◆ **TO BE DONE**: Begin at the line that has "find the small side branch" and stop after the last line of the listing, writing every line in that span out again with the requests included. Scale each point coordinate by 1.05 and round to whole numbers, with halves rounded up, and leave the pictures out.

▼

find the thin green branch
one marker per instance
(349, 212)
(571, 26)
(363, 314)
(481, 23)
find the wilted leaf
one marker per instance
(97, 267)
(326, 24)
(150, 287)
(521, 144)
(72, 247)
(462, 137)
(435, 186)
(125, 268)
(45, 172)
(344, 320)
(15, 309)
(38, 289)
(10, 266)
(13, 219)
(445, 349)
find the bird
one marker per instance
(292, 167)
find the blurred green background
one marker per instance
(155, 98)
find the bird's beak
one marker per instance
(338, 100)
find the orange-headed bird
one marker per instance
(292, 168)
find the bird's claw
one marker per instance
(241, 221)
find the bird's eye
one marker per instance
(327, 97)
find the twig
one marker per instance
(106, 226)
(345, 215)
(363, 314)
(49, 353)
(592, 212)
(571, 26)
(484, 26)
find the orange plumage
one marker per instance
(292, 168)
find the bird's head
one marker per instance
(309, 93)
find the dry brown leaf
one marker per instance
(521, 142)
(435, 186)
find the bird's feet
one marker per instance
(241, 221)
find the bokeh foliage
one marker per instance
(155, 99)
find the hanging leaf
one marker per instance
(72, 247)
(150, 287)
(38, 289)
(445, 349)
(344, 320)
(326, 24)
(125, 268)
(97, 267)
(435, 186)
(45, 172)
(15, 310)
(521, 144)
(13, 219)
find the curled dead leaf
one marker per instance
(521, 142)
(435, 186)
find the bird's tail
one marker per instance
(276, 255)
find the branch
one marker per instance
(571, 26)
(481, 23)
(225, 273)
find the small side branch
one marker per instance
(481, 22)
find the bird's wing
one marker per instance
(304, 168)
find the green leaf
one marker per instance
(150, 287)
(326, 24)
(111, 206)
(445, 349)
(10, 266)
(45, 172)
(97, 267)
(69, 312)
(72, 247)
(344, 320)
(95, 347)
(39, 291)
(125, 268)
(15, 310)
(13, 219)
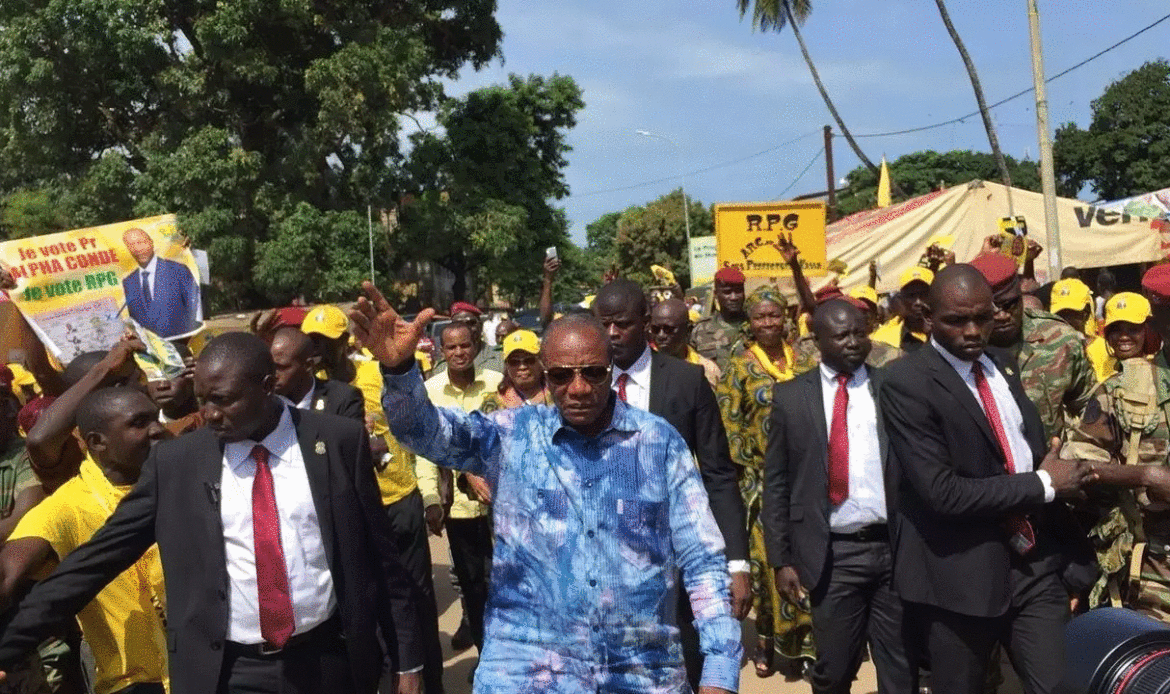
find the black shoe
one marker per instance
(461, 640)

▲

◆ **RESPONSE FOR THIS EXERCISE**:
find the small side branch
one marker per instance
(505, 23)
find the bird's wing
one marker per instance
(319, 176)
find the green leaf
one marker per instance
(158, 301)
(342, 25)
(117, 216)
(467, 366)
(11, 279)
(47, 181)
(102, 280)
(72, 328)
(76, 259)
(361, 336)
(100, 364)
(41, 306)
(131, 281)
(16, 326)
(14, 230)
find the black shoe
one marker per instance
(484, 672)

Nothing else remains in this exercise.